- Problem 1
Pick out every line of the entries that contains the word "green".

All that hype about making the visitor welcome was virtually non existent. It seemed that only marginalised people had time for other marginalised people thus strictly splitting the church down the middle with only the pastor as a bridge between the two.

 

My wife would tell me that it was my imagination - that we were all one body - that she found the women mostly accommodating but I had to remind her that motherhood was the main common denominator which brought them together plus the fact that with one accord they would always moan that they were more persistent in praying than any of their husbands !

 

My wife, being so thoroughly fundie, cannot see people for what they are but only that because they happen to be in church they must be good people underneath and of course god loves all that even when they are deliberately spiteful, jealous, manipulative and scheming.

- Information supplied
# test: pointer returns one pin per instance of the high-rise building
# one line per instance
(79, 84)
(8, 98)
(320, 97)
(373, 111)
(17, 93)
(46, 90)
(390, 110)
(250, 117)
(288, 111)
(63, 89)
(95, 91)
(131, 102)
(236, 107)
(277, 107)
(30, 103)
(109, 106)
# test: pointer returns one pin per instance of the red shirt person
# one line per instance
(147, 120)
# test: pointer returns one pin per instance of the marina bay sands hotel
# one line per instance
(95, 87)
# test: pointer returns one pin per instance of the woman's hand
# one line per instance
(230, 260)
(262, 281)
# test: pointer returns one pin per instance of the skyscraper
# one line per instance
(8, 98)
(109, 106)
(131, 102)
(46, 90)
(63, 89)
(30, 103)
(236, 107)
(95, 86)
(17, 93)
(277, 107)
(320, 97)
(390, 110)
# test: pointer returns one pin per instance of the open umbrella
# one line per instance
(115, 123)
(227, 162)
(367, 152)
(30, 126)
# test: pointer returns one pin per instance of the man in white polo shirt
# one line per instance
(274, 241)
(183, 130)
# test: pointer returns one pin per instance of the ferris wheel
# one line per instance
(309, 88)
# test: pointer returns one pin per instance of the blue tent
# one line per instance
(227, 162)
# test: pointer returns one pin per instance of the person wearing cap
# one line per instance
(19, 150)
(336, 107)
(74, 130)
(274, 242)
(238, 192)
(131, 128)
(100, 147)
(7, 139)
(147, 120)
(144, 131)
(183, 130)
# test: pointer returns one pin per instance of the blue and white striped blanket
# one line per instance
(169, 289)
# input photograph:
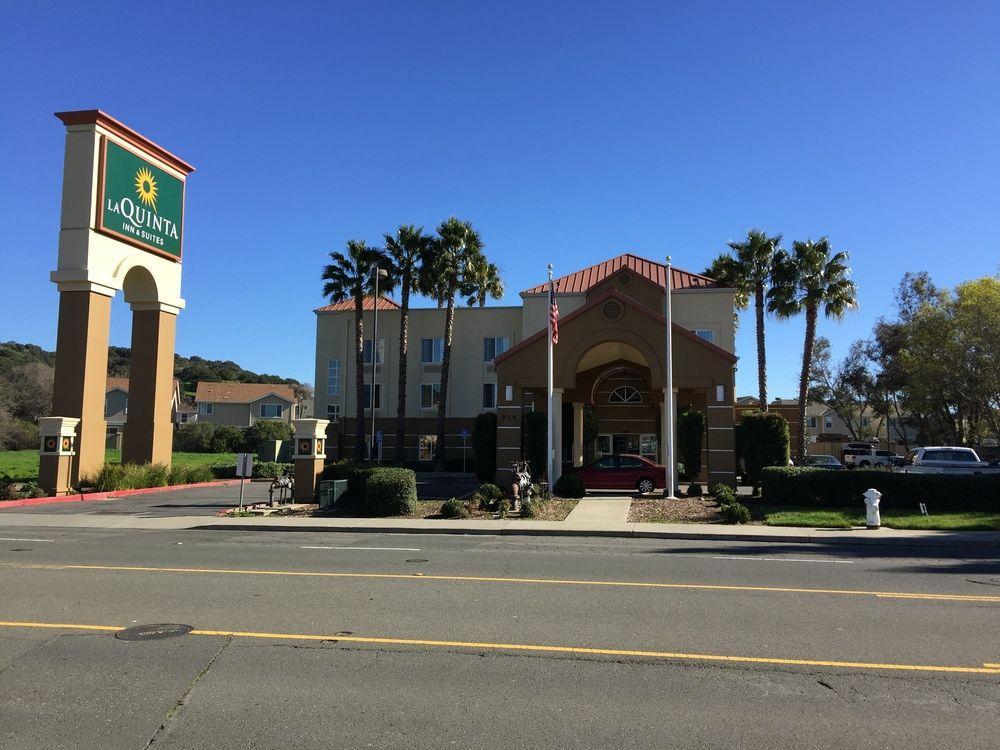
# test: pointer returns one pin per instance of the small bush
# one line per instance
(454, 508)
(736, 513)
(390, 492)
(569, 485)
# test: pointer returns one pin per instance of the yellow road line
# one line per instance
(494, 579)
(533, 648)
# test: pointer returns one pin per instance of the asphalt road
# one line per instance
(350, 640)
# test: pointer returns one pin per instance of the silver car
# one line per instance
(944, 460)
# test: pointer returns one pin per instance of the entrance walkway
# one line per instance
(600, 510)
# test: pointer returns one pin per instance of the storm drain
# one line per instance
(155, 632)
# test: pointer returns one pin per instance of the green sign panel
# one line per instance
(140, 203)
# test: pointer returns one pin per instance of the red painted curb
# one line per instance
(110, 495)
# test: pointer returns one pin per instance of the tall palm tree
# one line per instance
(748, 271)
(457, 251)
(484, 281)
(811, 277)
(408, 250)
(351, 277)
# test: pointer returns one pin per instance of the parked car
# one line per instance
(945, 460)
(822, 461)
(623, 472)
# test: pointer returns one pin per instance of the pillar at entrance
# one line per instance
(577, 434)
(55, 460)
(310, 443)
(149, 430)
(81, 374)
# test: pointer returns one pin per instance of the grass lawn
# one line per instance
(843, 518)
(22, 466)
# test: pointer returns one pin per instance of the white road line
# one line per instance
(373, 549)
(18, 539)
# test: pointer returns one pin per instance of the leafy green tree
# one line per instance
(748, 270)
(809, 279)
(351, 277)
(408, 251)
(457, 251)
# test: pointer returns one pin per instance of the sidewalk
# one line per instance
(717, 532)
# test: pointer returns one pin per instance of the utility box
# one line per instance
(330, 493)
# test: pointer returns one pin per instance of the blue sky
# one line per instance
(567, 132)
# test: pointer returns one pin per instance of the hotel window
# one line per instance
(270, 411)
(431, 350)
(430, 395)
(425, 447)
(494, 346)
(489, 395)
(333, 377)
(378, 396)
(625, 394)
(368, 351)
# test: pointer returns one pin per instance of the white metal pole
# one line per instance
(668, 428)
(548, 348)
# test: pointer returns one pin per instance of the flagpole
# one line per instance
(668, 391)
(550, 448)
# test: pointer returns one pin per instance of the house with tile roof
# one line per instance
(609, 358)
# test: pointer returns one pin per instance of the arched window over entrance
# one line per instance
(625, 394)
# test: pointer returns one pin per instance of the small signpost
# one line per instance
(244, 469)
(465, 436)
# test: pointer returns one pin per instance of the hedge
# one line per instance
(390, 491)
(823, 488)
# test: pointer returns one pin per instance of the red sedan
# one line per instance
(623, 472)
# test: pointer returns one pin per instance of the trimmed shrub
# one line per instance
(390, 491)
(764, 437)
(568, 485)
(826, 488)
(454, 508)
(484, 446)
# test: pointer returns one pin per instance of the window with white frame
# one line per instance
(270, 411)
(494, 346)
(378, 396)
(431, 350)
(333, 377)
(380, 349)
(430, 395)
(425, 447)
(625, 394)
(706, 333)
(489, 395)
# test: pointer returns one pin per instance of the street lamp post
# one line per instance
(378, 273)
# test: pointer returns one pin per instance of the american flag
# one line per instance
(553, 313)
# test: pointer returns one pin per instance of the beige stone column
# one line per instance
(55, 459)
(577, 433)
(149, 429)
(309, 453)
(81, 375)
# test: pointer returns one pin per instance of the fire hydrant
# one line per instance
(872, 498)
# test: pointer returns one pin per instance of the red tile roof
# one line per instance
(581, 281)
(384, 303)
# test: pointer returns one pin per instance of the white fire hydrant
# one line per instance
(872, 498)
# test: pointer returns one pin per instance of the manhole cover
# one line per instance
(153, 632)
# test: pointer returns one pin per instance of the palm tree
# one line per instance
(457, 252)
(811, 277)
(350, 276)
(748, 271)
(408, 251)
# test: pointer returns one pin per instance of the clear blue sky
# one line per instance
(567, 132)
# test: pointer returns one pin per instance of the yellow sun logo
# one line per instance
(145, 187)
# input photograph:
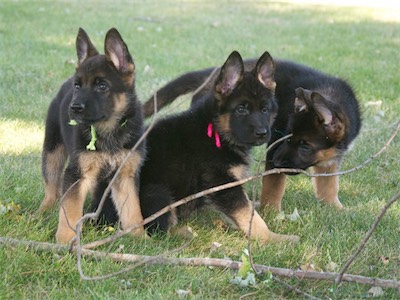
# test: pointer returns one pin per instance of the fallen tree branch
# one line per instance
(367, 236)
(234, 184)
(206, 262)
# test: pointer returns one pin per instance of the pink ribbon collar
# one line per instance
(211, 132)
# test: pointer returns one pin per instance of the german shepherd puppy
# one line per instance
(101, 100)
(321, 111)
(209, 145)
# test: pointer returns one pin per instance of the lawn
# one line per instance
(167, 38)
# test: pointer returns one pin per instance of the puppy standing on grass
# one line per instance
(93, 122)
(209, 145)
(321, 111)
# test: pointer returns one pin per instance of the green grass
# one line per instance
(168, 38)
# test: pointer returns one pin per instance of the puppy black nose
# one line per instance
(261, 133)
(77, 107)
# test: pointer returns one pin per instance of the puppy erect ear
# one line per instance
(84, 47)
(265, 69)
(320, 105)
(117, 52)
(302, 100)
(230, 75)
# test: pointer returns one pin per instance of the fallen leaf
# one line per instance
(294, 216)
(307, 267)
(331, 266)
(384, 259)
(375, 291)
(215, 246)
(248, 281)
(183, 293)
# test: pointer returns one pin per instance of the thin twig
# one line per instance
(210, 262)
(367, 236)
(294, 289)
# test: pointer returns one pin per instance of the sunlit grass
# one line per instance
(20, 137)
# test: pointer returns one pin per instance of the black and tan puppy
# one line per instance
(209, 145)
(92, 123)
(321, 111)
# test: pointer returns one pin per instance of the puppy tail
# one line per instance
(180, 86)
(154, 197)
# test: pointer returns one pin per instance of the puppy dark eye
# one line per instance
(102, 86)
(242, 110)
(304, 146)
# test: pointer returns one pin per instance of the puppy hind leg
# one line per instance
(153, 198)
(259, 230)
(273, 189)
(327, 187)
(53, 163)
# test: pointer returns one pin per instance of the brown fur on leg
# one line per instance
(53, 164)
(273, 189)
(259, 230)
(71, 211)
(327, 188)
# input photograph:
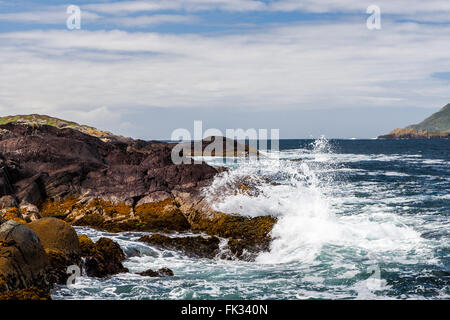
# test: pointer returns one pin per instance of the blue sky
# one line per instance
(306, 67)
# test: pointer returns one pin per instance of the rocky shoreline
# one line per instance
(54, 178)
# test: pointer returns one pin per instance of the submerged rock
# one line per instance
(163, 272)
(193, 246)
(103, 258)
(115, 185)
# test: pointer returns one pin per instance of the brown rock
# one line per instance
(23, 261)
(103, 258)
(61, 244)
(192, 246)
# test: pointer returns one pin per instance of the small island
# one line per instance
(436, 126)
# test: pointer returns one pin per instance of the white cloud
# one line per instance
(402, 7)
(145, 20)
(310, 65)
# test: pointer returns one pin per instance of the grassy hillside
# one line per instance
(437, 122)
(37, 119)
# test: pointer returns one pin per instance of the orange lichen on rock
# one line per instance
(12, 214)
(161, 216)
(244, 234)
(58, 209)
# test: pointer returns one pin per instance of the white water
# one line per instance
(309, 204)
(330, 236)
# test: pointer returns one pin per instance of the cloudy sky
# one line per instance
(307, 67)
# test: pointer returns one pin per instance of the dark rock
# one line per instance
(32, 293)
(23, 261)
(61, 244)
(103, 258)
(163, 272)
(192, 246)
(7, 202)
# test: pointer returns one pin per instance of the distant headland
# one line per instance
(436, 126)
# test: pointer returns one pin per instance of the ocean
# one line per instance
(357, 219)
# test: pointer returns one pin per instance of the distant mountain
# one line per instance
(37, 119)
(435, 126)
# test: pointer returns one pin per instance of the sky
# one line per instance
(305, 67)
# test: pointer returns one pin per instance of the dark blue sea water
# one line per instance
(357, 219)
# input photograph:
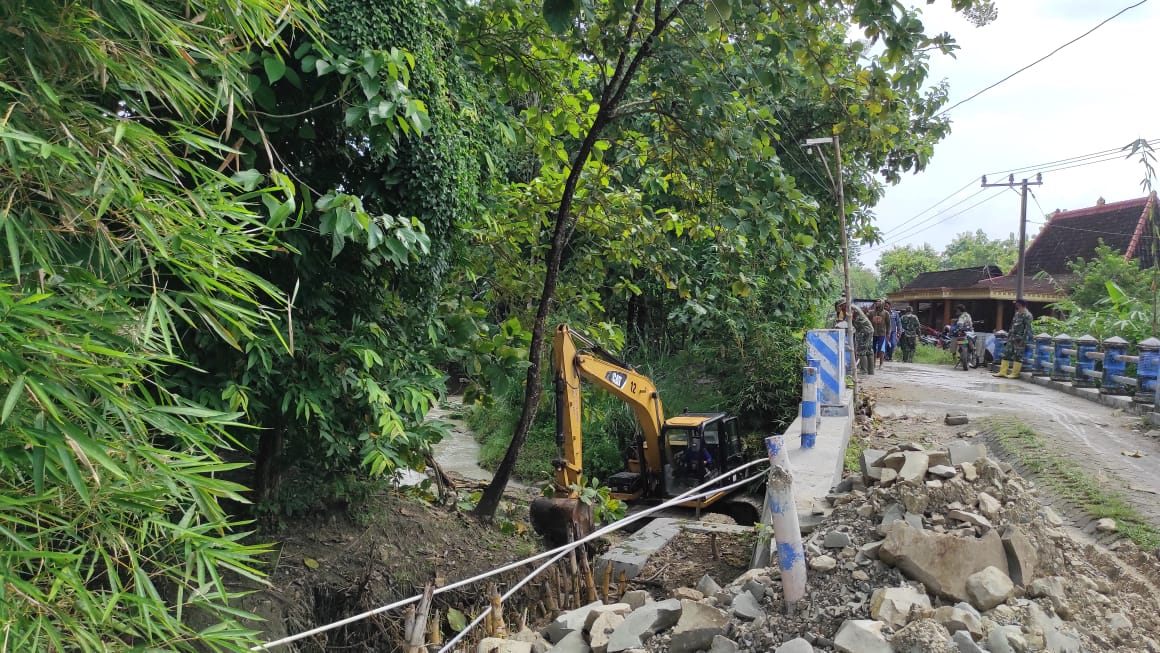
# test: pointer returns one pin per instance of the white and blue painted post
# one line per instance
(809, 407)
(816, 363)
(787, 528)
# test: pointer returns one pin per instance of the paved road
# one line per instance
(1089, 434)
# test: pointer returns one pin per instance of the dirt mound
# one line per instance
(330, 568)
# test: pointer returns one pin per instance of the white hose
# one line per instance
(615, 525)
(551, 561)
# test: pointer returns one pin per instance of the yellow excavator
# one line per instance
(667, 458)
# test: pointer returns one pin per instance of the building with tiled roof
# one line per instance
(1126, 226)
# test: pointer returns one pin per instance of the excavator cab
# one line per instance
(697, 447)
(667, 458)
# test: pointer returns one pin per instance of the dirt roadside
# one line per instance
(1110, 445)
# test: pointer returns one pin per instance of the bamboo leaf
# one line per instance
(9, 401)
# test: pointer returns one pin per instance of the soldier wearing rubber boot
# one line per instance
(1016, 341)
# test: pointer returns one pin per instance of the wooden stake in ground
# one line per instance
(607, 580)
(585, 567)
(414, 629)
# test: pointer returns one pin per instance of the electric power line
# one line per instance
(916, 216)
(1077, 158)
(913, 229)
(984, 201)
(1049, 55)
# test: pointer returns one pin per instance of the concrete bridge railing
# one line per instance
(1086, 362)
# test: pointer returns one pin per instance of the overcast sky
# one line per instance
(1096, 94)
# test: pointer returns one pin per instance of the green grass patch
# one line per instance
(932, 355)
(1064, 478)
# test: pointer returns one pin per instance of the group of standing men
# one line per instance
(875, 335)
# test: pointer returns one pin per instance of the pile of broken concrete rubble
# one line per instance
(923, 551)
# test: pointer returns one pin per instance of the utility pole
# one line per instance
(840, 190)
(1022, 222)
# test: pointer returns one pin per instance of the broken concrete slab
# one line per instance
(988, 588)
(796, 645)
(745, 607)
(644, 623)
(573, 643)
(1022, 558)
(914, 468)
(963, 451)
(942, 563)
(571, 621)
(892, 604)
(696, 628)
(862, 636)
(601, 630)
(631, 554)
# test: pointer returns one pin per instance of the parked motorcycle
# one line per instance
(963, 340)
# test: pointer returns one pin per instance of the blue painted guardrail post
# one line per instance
(817, 364)
(1147, 370)
(1115, 364)
(809, 407)
(1029, 356)
(787, 528)
(1085, 364)
(1061, 361)
(1043, 352)
(1000, 346)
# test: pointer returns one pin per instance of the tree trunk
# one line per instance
(610, 99)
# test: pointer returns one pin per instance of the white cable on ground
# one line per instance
(565, 549)
(575, 544)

- Problem 2
Switch "motherhood" to "parenthood" in the text about church, starting at "My wife would" and ending at "their husbands !", and write out that stretch.

- Response 1
# test: pointer returns one pin per instance of the green sign panel
# test: pointer returns one pin per instance of the leafy green tree
# test: pointer returns one pin per instance of the green grass
# test: pointer returns one pin per instance of the green grass patch

- Response 2
My wife would tell me that it was my imagination - that we were all one body - that she found the women mostly accommodating but I had to remind her that parenthood was the main common denominator which brought them together plus the fact that with one accord they would always moan that they were more persistent in praying than any of their husbands !